━━━━━ Supplied data ━━━━━

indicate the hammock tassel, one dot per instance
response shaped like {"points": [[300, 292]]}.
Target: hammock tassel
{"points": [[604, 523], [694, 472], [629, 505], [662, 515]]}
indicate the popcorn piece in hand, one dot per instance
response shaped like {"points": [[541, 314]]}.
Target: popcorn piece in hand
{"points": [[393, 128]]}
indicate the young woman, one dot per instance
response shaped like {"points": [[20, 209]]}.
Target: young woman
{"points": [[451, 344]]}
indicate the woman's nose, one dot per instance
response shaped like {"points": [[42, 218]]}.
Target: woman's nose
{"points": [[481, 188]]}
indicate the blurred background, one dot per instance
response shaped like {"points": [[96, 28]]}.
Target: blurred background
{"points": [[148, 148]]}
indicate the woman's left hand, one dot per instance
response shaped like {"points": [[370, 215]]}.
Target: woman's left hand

━━━━━

Objective: Output all of the material, please, exactly as it stands.

Problem solution:
indicate the hammock tassel, one dot per instance
response shaped like {"points": [[300, 292]]}.
Target: hammock tassel
{"points": [[604, 523], [694, 472], [629, 505], [662, 515]]}
indicate the popcorn piece in hand, one dot per instance
response shaped like {"points": [[541, 314]]}.
Target: popcorn piece in hand
{"points": [[393, 128]]}
indicate the young woman, one dot per instance
response shaped like {"points": [[20, 209]]}.
Target: young woman
{"points": [[451, 344]]}
indicate the woman's nose, one dot per instance
response shaped like {"points": [[42, 218]]}.
Target: woman's nose
{"points": [[481, 188]]}
indicate the blurred background, one dot per instance
response shaped like {"points": [[96, 28]]}.
Target: blurred background
{"points": [[148, 148]]}
indicate the woman's left hand, one dot per instance
response shaped like {"points": [[370, 215]]}.
Target: woman's left hand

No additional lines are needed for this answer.